:: Problem ::
Each line from the one containing "Annotation guideline: every instance of the bridge" through the end of the entries below should be transcribed exactly, and no other line.

Dataset records
┌──
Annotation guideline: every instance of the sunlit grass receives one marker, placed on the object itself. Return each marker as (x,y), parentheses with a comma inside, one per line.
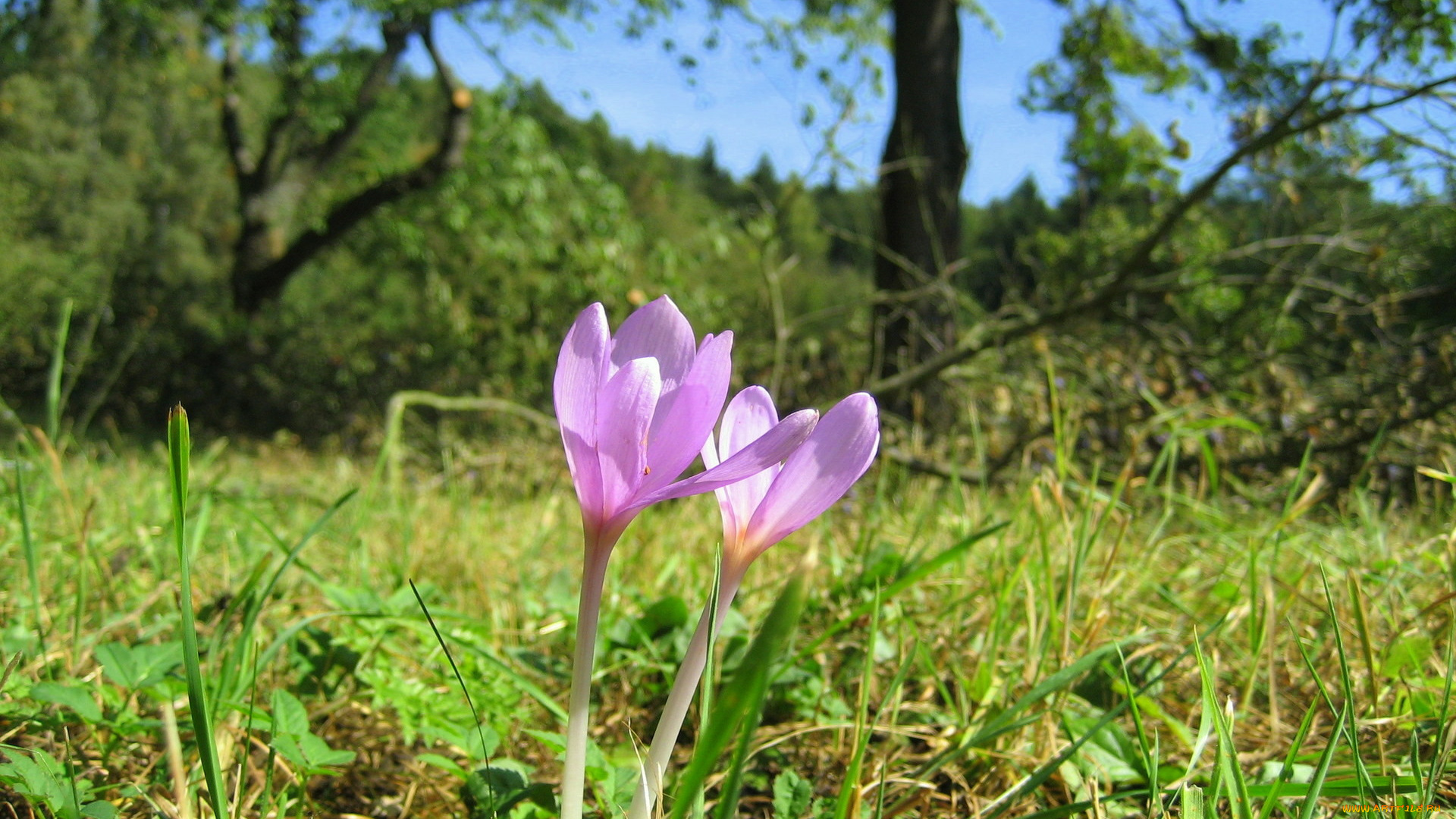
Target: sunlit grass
(949,697)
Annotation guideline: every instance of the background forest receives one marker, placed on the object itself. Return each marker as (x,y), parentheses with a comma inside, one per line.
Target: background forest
(281,231)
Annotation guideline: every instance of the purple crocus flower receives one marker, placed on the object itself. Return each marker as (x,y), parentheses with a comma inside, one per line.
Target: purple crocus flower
(758,513)
(635,410)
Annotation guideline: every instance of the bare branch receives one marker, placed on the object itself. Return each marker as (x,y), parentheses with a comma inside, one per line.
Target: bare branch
(397,36)
(267,283)
(1006,328)
(237,153)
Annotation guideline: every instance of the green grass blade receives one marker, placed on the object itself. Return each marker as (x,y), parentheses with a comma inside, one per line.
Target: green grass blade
(742,698)
(1228,761)
(228,686)
(916,575)
(1280,786)
(180,447)
(28,548)
(849,786)
(1442,752)
(1316,783)
(1347,689)
(53,382)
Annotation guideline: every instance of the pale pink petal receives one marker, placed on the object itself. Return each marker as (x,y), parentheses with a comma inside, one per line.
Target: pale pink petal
(660,331)
(748,416)
(774,447)
(686,417)
(820,471)
(623,417)
(577,385)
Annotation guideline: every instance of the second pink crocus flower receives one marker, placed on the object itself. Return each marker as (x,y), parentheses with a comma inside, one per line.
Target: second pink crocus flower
(635,410)
(759,512)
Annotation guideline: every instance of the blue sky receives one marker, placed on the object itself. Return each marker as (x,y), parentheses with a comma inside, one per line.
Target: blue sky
(748,101)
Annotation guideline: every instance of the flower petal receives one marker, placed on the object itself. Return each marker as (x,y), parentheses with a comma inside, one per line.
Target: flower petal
(820,471)
(623,419)
(660,331)
(748,416)
(686,417)
(769,449)
(579,369)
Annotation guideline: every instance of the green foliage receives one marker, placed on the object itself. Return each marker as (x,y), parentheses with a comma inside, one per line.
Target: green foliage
(39,777)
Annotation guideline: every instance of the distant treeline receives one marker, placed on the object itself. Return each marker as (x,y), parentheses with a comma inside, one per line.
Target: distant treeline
(1283,308)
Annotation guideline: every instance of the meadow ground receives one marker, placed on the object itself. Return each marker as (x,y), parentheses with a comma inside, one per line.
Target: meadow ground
(1044,648)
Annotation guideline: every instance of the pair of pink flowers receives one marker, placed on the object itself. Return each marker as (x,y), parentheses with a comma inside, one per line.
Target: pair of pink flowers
(635,410)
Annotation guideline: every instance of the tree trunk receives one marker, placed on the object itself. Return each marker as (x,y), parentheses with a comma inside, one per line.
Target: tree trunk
(921,205)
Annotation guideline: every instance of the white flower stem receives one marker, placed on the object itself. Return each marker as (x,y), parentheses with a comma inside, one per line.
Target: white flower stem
(670,723)
(579,711)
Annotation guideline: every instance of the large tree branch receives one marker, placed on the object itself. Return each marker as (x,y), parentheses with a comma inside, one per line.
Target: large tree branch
(237,153)
(1018,321)
(267,283)
(287,31)
(397,34)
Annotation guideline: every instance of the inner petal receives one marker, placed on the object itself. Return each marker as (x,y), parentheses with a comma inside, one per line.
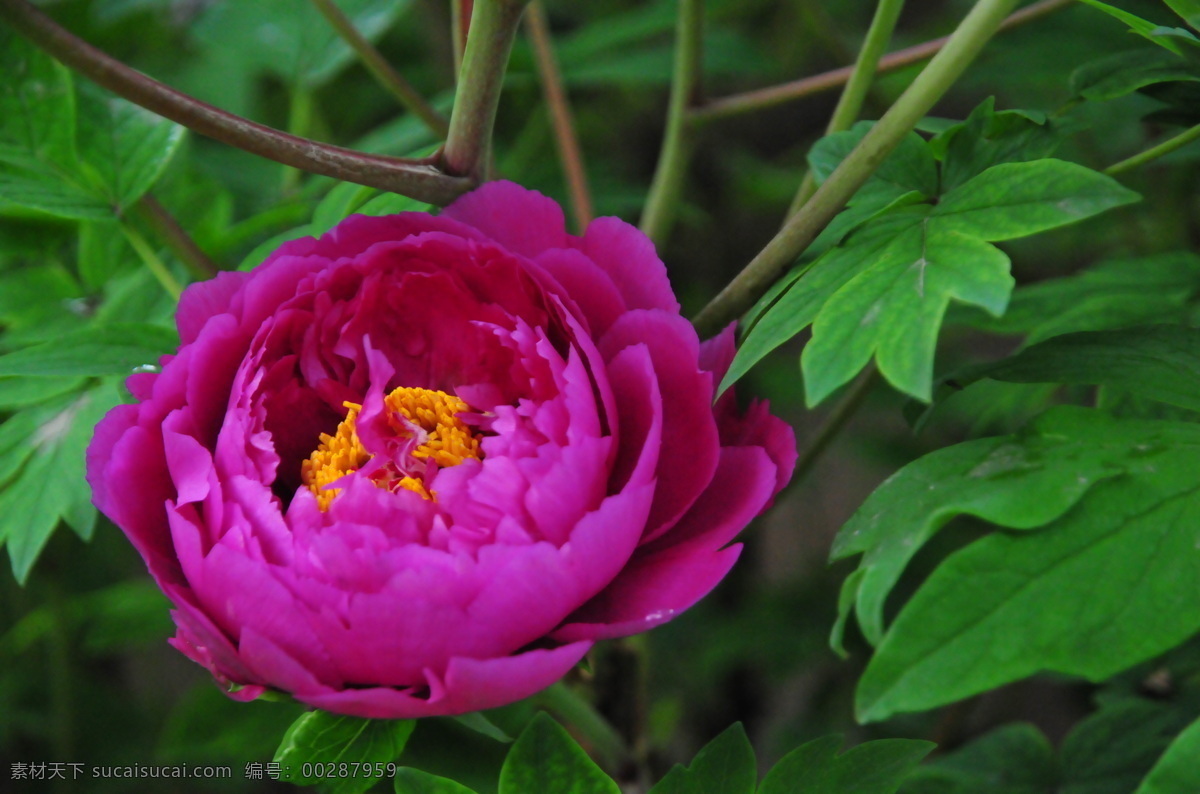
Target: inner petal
(433,433)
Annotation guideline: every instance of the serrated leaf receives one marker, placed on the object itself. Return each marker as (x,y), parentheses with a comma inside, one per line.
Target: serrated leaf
(1018,199)
(1177,770)
(1123,73)
(1020,481)
(894,308)
(726,765)
(870,768)
(414,781)
(1013,759)
(118,348)
(322,739)
(1158,361)
(803,299)
(49,482)
(910,167)
(126,146)
(1113,582)
(545,758)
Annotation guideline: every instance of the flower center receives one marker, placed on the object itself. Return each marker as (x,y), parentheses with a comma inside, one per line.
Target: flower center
(429,417)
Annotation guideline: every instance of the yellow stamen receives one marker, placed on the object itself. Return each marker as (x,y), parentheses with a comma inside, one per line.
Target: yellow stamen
(447,441)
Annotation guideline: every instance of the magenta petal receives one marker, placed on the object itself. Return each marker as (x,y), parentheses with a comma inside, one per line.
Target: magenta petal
(520,220)
(651,591)
(689,431)
(629,258)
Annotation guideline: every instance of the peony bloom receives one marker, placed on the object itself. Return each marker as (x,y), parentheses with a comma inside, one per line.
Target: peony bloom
(419,465)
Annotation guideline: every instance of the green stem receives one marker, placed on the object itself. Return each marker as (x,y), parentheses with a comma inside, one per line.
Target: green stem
(667,184)
(569,152)
(388,77)
(153,262)
(493,25)
(588,723)
(1155,152)
(850,104)
(802,228)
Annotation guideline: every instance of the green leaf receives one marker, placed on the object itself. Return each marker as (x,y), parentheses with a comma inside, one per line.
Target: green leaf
(328,740)
(414,781)
(1019,199)
(870,768)
(1013,759)
(545,758)
(910,167)
(1019,481)
(1158,361)
(1116,293)
(1123,73)
(792,312)
(1110,583)
(1188,11)
(726,765)
(49,483)
(118,348)
(1177,770)
(989,138)
(39,167)
(894,310)
(125,145)
(1137,24)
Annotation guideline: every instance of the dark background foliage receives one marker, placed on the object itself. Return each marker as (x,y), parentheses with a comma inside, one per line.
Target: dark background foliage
(85,674)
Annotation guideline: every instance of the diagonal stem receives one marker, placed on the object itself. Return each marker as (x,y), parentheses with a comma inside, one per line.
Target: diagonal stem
(415,178)
(493,25)
(569,152)
(802,228)
(775,95)
(667,184)
(388,77)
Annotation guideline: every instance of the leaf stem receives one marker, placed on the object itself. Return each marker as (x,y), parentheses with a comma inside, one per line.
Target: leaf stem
(415,178)
(579,714)
(667,184)
(569,152)
(177,239)
(775,95)
(493,25)
(1155,152)
(388,77)
(802,228)
(850,104)
(153,262)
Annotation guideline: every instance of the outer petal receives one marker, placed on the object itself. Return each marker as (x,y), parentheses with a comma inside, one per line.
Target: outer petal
(651,591)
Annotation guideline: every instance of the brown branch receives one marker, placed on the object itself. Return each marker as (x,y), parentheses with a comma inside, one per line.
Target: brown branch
(775,95)
(415,178)
(561,115)
(388,77)
(177,239)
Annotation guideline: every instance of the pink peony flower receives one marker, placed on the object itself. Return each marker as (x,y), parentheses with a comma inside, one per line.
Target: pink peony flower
(419,465)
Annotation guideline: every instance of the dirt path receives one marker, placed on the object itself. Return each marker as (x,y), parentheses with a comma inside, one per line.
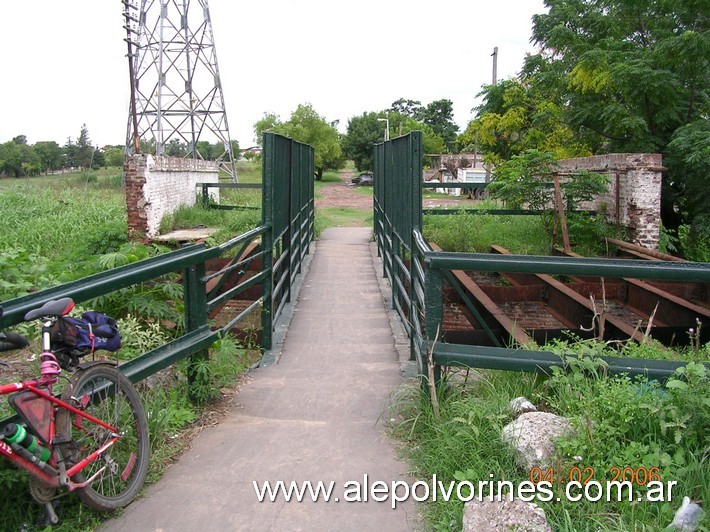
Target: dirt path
(342,194)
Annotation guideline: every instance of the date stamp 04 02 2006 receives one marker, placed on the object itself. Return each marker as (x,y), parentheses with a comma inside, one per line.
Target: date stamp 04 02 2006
(583,476)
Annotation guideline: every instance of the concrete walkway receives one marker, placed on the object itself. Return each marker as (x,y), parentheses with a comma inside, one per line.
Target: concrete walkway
(316,415)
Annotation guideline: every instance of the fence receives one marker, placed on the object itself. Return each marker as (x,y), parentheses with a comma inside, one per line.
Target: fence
(286,231)
(418,275)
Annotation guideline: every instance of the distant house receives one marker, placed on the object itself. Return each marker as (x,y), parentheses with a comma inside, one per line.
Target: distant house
(461,168)
(254,151)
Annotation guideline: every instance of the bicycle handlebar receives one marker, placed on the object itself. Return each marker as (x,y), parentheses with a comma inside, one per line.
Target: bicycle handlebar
(10,341)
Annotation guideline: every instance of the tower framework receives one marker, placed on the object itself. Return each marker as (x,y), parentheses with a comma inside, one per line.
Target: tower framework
(177,105)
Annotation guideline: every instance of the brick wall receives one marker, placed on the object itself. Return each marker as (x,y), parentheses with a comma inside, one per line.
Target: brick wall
(156,186)
(634,197)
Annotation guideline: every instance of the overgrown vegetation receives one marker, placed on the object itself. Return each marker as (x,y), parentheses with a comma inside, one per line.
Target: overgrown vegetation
(61,228)
(619,422)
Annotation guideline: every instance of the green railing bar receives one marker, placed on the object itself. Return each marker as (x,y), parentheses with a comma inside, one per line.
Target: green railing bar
(160,358)
(453,184)
(638,269)
(248,236)
(241,287)
(500,358)
(231,185)
(241,315)
(496,212)
(232,267)
(105,282)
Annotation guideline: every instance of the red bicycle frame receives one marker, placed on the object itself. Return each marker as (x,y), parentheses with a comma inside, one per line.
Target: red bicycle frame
(52,472)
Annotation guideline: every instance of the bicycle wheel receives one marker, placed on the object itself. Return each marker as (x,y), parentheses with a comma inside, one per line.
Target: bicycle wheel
(106,394)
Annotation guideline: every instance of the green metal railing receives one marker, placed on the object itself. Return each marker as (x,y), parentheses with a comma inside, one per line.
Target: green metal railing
(418,275)
(286,232)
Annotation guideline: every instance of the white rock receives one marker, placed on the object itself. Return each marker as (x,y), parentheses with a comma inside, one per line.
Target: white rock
(688,516)
(492,516)
(531,437)
(521,405)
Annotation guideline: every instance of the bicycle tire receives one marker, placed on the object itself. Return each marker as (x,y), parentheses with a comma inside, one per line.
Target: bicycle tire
(105,393)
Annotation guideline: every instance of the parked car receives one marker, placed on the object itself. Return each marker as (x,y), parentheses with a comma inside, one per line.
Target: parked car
(363,180)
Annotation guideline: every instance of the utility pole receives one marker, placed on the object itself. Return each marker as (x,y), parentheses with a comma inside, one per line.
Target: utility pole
(495,65)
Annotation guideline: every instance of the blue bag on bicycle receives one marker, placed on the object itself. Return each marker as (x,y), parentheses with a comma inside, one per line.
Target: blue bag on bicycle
(81,336)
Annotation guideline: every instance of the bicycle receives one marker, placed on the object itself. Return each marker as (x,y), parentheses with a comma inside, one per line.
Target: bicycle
(91,438)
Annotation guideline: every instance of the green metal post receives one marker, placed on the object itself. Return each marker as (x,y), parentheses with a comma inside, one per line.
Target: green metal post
(434,315)
(267,240)
(198,370)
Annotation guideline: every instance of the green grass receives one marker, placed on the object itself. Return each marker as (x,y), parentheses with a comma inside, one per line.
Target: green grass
(342,217)
(472,233)
(619,422)
(60,227)
(522,234)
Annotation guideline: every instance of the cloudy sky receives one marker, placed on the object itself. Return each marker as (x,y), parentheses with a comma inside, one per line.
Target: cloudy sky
(64,63)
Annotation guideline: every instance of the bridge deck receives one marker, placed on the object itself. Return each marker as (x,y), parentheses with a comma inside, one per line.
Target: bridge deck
(317,414)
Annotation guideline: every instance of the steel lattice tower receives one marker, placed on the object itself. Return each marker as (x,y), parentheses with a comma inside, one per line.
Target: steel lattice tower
(176,92)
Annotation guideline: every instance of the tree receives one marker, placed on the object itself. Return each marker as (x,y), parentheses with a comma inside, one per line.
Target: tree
(84,152)
(307,126)
(17,158)
(366,130)
(521,114)
(268,122)
(363,133)
(410,108)
(439,115)
(114,155)
(49,154)
(10,159)
(524,181)
(631,74)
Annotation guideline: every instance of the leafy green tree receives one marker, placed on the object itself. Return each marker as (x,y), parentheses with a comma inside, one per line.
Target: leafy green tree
(524,182)
(366,130)
(49,154)
(410,108)
(17,158)
(84,152)
(439,115)
(307,126)
(362,134)
(631,73)
(268,122)
(114,155)
(521,114)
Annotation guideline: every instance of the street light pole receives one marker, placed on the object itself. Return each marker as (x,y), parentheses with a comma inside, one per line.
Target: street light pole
(387,125)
└──
:: Result ::
Annotation guideline: every instance of the bridge deck receives one marker, placed on the object itself. Return each marker as (x,y), parentheses with a comma inside, one per line.
Target: bridge deck
(317,414)
Annotation guideline: every instance of the steel lattice tower receives one marker, placed on the object itself. Return each marker as (x,y), parentheses with a comma inside, one per line.
Target: steel lattice tower
(176,92)
Annotation guideline: every instance of the tree receives one marker, placed on the object itself. Return each marker as (x,y), parentheses with a comma inside, one per line.
Target: tree
(84,152)
(307,126)
(17,158)
(366,130)
(521,114)
(268,122)
(363,133)
(410,108)
(439,115)
(114,155)
(49,154)
(10,159)
(524,181)
(631,74)
Annotation guideline: every instance of the leafy green tree receives one marker, placed on the object itself. Return each marker as (x,y), parentheses with a comma inside, one per line.
Target: leafy green tree
(524,182)
(366,130)
(49,154)
(410,108)
(17,158)
(84,152)
(439,115)
(307,126)
(362,134)
(631,73)
(268,122)
(114,155)
(521,114)
Annotation guideline: every instance of the street light pole receives one marker, placed on the object itself. Return each marker as (x,y), parentheses with a comma inside, one per line.
Target: street light pole
(387,125)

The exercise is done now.